*DATA FOR REVIEW:*
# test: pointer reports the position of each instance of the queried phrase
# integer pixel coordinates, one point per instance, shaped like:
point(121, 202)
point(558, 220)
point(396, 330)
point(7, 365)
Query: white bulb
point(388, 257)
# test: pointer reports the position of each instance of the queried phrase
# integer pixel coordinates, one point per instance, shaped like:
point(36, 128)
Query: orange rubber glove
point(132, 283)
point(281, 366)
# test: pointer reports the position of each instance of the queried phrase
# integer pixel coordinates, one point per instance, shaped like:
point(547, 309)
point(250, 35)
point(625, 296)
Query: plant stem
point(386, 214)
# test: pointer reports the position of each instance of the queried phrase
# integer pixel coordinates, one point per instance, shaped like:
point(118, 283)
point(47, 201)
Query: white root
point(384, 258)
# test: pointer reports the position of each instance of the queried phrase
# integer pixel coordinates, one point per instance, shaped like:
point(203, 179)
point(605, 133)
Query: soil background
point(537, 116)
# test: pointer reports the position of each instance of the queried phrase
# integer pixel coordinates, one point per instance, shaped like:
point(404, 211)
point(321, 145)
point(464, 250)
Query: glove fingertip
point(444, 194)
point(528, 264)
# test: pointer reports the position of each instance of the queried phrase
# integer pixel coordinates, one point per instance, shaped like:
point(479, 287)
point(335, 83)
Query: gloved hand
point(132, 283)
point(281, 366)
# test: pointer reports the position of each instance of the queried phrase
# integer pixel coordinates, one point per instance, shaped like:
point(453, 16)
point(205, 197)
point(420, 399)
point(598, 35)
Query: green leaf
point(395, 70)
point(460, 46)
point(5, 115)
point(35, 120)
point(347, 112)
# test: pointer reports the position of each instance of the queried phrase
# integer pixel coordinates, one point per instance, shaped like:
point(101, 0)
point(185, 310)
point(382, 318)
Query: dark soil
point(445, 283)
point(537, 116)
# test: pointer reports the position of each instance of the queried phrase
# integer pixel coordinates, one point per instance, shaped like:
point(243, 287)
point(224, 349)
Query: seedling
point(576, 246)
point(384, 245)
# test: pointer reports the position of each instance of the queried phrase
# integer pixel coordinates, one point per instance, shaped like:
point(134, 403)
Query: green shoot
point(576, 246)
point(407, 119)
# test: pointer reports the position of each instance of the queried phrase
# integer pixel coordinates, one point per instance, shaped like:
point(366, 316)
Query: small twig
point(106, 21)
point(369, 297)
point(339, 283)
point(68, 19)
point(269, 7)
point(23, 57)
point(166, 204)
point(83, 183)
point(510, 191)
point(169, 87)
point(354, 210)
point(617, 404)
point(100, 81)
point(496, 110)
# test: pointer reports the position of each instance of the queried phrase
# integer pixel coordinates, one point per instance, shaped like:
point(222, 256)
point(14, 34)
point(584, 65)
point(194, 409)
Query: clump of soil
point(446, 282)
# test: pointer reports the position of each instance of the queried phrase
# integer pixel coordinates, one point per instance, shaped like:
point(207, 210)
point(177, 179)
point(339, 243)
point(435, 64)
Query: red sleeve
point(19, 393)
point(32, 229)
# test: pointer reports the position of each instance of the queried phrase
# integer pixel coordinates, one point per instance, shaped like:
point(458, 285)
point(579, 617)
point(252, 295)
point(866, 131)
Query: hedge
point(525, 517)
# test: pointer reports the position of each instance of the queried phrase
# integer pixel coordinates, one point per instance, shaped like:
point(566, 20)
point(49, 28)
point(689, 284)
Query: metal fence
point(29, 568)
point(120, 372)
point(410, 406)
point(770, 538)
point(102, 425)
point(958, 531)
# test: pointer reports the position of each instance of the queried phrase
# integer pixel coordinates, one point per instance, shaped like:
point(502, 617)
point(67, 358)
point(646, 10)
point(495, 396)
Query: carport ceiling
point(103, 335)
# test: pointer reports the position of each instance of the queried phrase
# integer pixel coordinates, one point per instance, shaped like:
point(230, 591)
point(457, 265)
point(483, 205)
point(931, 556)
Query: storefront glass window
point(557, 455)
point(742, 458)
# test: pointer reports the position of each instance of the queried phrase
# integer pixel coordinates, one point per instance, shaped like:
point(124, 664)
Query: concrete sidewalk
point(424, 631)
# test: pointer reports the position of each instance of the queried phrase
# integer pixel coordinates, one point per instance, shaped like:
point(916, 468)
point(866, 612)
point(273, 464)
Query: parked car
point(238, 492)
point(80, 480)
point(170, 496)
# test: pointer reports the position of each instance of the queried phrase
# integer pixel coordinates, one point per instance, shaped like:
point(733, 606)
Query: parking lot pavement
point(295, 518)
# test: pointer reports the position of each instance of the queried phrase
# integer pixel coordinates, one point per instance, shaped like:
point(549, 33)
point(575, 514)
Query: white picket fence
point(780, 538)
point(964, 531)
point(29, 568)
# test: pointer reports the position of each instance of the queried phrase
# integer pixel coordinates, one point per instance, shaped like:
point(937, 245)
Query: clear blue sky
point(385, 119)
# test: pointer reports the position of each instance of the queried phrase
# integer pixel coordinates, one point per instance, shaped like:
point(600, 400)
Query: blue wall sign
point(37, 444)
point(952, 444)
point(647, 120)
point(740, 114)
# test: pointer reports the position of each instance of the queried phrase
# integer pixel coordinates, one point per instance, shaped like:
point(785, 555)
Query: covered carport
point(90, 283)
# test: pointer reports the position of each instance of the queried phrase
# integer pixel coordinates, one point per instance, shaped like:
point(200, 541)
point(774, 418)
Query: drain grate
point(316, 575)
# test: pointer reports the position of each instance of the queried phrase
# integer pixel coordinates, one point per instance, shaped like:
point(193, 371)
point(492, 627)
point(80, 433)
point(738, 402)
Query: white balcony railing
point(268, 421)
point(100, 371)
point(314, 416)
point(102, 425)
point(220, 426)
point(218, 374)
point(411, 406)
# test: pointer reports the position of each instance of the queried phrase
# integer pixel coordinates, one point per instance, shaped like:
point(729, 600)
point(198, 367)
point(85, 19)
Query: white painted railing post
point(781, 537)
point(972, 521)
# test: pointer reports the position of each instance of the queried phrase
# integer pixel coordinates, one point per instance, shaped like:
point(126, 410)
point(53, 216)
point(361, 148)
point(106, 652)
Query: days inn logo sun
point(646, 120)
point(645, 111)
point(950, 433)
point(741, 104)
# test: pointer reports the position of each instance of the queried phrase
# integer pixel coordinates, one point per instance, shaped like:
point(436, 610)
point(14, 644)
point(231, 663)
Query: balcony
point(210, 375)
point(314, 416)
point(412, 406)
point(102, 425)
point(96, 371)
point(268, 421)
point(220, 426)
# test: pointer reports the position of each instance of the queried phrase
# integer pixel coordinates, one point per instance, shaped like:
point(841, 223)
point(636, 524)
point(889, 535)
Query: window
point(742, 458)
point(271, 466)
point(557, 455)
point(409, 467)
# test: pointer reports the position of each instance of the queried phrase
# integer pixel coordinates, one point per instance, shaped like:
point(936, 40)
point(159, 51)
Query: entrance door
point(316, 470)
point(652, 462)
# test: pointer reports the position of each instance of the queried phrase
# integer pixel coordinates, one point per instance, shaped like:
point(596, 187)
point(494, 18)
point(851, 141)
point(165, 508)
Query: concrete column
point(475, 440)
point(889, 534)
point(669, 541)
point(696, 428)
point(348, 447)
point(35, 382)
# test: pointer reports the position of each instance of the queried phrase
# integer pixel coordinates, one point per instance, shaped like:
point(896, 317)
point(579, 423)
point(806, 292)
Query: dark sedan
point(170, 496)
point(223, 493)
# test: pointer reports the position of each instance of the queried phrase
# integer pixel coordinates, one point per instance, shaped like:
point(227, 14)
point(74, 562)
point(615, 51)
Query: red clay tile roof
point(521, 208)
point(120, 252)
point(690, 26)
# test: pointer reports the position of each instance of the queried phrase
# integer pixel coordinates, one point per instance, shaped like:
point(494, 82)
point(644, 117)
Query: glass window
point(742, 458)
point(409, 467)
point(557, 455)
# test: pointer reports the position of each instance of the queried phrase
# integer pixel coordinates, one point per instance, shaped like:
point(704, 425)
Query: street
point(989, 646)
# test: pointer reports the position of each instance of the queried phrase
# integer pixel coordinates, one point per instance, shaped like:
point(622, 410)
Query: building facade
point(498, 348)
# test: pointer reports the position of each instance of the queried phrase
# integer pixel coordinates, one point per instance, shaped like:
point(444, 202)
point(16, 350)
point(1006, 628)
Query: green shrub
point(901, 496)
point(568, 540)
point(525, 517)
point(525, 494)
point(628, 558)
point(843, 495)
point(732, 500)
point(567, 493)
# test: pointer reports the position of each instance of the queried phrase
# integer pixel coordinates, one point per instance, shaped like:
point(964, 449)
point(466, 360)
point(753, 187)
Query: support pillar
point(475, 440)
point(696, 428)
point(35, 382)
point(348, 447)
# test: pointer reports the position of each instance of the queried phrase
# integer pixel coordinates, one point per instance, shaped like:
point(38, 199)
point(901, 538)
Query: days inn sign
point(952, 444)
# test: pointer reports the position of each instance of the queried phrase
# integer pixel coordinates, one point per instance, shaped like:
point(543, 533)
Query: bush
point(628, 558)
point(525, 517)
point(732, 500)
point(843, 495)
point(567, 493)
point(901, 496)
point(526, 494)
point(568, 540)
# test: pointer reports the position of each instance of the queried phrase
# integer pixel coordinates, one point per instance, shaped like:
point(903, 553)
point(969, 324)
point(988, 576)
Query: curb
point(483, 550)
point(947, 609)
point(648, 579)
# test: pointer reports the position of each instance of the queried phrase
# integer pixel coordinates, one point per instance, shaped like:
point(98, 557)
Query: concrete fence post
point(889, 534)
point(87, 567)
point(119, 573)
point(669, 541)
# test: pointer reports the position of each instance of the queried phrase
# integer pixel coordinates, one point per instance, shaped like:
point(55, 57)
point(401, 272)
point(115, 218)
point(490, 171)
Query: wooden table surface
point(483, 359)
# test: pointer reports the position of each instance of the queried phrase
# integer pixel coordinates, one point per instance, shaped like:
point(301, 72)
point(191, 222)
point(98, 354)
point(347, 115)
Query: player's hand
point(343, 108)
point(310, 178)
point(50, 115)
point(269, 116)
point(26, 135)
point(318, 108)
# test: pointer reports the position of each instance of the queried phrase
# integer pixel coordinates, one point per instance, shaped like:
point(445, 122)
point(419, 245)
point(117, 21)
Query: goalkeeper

*TASK REQUIREMENTS:* Each line above from the one with "point(733, 606)" up to and including the one with "point(106, 652)" must be set down exactly, and no line outside that span may appear.

*RESULT OF THE TASK:*
point(733, 606)
Query: parking lot pavement
point(295, 518)
# test: pointer reports the position of each instance of the queried phrase
# integer pixel coordinates, one point per instance, shaped like:
point(549, 33)
point(575, 514)
Query: white picket fence
point(780, 538)
point(964, 531)
point(29, 568)
# test: pointer reports the position of each instance of the queried phrase
# integer pixel coordinates, one point per instance, shaped like:
point(937, 245)
Query: clear blue sky
point(385, 119)
# test: pointer reports the position of each instance of the queried phrase
# integer pixel coordinates, one point per instance, shaped like:
point(600, 400)
Query: blue wall sign
point(37, 444)
point(952, 444)
point(647, 120)
point(740, 114)
# test: pointer reports the position of each instance of the queried phrase
# integer pixel coordinates, one point per instance, shaped like:
point(785, 555)
Query: covered carport
point(90, 283)
# test: pointer reports the position of each instance of the queried phrase
# integer pixel coordinates, one point per instance, shaped like:
point(200, 541)
point(774, 418)
Query: drain grate
point(316, 575)
# test: pointer reports the position of each instance of the queried phrase
# integer pixel coordinates, one point per instance, shaped like:
point(193, 371)
point(492, 627)
point(80, 433)
point(738, 402)
Query: white balcony railing
point(268, 421)
point(100, 371)
point(314, 416)
point(102, 425)
point(220, 426)
point(218, 374)
point(411, 406)
# test: pointer reports the position of each instance of the queried phrase
# integer pixel coordinates, one point per instance, shaped like:
point(729, 600)
point(198, 367)
point(85, 19)
Query: white painted railing post
point(781, 537)
point(972, 521)
# test: pointer reports the position of each instance of the queried phrase
# integer pixel coordinates, one point per instance, shaped like:
point(126, 410)
point(53, 216)
point(361, 148)
point(106, 652)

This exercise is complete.